*Selected passage*:
1.3 Exceptions: Where the local market is not sufficiently large, some
monopolies (e.g. a cement company, which produces a non-transportable
commodity for which the market is too small to support more than one
producer) will be privatised as monopolies. After privatization, the
Government will perform a regulatory oversight role for the privatized
enterprise to ensure that the national interests of the Basotho
population are protected from unfair commercial measures.
2. Explanatory Notes:
2.1 Demonopolization of manufacturing and service industries is
important to the promotion of wide-spread Basotho economic development.
A monopoly, once privatized, can have such a significant economic
advantage (either of scale or of scope) that it crowds out new private
investment and potential competition. This has negative consequences for
the Basotho private sector as well as the Basotho consumer since the
lack of competitive market forces may lead to higher prices and lower
quality products from the monopoly. Demonopolization and competition
even in the traditional "natural monopolies" such as electric, water and
communications utilities is becoming more possible due to technological
change and innovation.
2.2 Even when an enterprise itself is not broken down into competitive
units and is sold as a monopoly producer in Lesotho, by creating a
favourable economic environment, the Government can create competition
in that monopoly's market. Such a favourable environment includes the
removal of any subsidies or other financial advantages, lowering
barriers to imported products, and allowing import and local production
of substitutes.
H. LABOUR ISSUES:
1. Policy
1.1 Link to efficiency: Where the efficiency of the enterprise will not
be sacrificed, employees will not be retrenched.
1.2 Retrenchment: Where the number of employees exceeds appropriate
levels of employment according to industry standards, labour may be
retrenched prior to offering the enterprises for sale, according to the
following guidelines:
a. Without prejudice to the workers’ rights to negotiate the terms and
conditions of retrenchment, the contracts of the employees affected and
the labour code will be honoured to ensure that retrenched employees
receive adequate retrenchment packages;
b. Before initiating the retrenchment scheme, the government will
provide a definition of retrenchment that will govern the scheme and
specify the methods that will be used to effect the retrenchment of
workers.

*Task list*:
**1.** In the privatization policy excerpt, condense the paragraph beginning "Even when an enterprise itself" into a short bulleted list that keeps its main facts.
**2.** According to the privatization policy excerpt, what is making demonopolization and competition more possible even in traditional "natural monopolies" such as electric, water and communications utilities?
**3.** Retype the privatization policy excerpt between "1.3 Exceptions: Where" and "unfair commercial measures.", inclusive.

*Data lines*:
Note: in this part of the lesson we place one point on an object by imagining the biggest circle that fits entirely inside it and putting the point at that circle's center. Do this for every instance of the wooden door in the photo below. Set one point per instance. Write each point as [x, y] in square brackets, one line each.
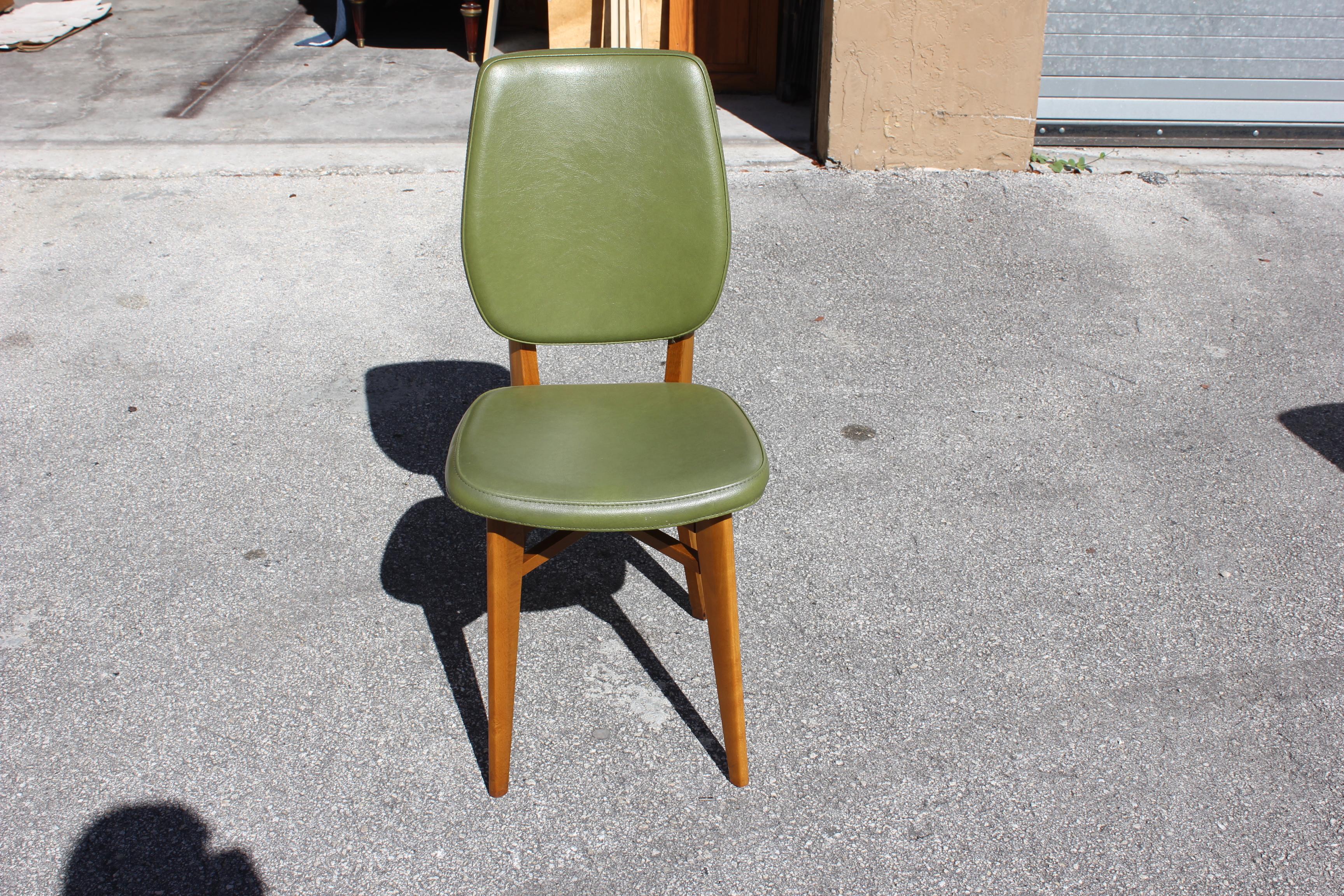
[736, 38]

--

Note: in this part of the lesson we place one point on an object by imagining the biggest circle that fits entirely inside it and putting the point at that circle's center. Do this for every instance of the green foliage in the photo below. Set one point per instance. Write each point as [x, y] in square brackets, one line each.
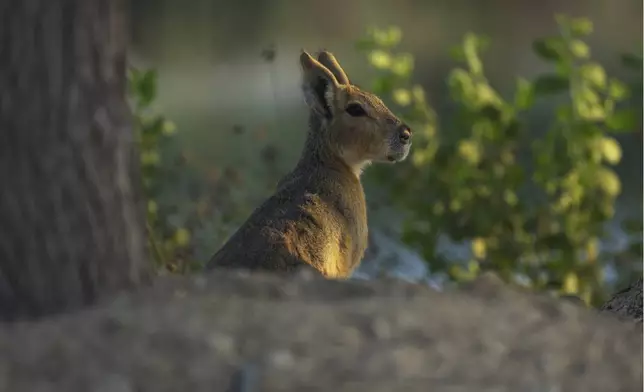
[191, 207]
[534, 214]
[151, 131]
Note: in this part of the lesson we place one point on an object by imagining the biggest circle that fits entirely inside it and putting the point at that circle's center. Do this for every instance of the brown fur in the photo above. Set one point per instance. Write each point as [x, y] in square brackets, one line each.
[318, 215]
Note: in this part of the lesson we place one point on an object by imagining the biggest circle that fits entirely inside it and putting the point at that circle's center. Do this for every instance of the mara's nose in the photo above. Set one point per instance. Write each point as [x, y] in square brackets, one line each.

*Full solutions*:
**1.**
- An enterprise may be sold as a monopoly producer in Lesotho without being broken into competitive units.
- The Government can still create competition in that monopoly's market by creating a favourable economic environment.
- Such an environment includes:
  - removing any subsidies or other financial advantages
  - lowering barriers to imported products
  - allowing import and local production of substitutes

**2.** Technological change and innovation.

**3.**
1.3 Exceptions: Where the local market is not sufficiently large, some
monopolies (e.g. a cement company, which produces a non-transportable
commodity for which the market is too small to support more than one
producer) will be privatised as monopolies. After privatization, the
Government will perform a regulatory oversight role for the privatized
enterprise to ensure that the national interests of the Basotho
population are protected from unfair commercial measures.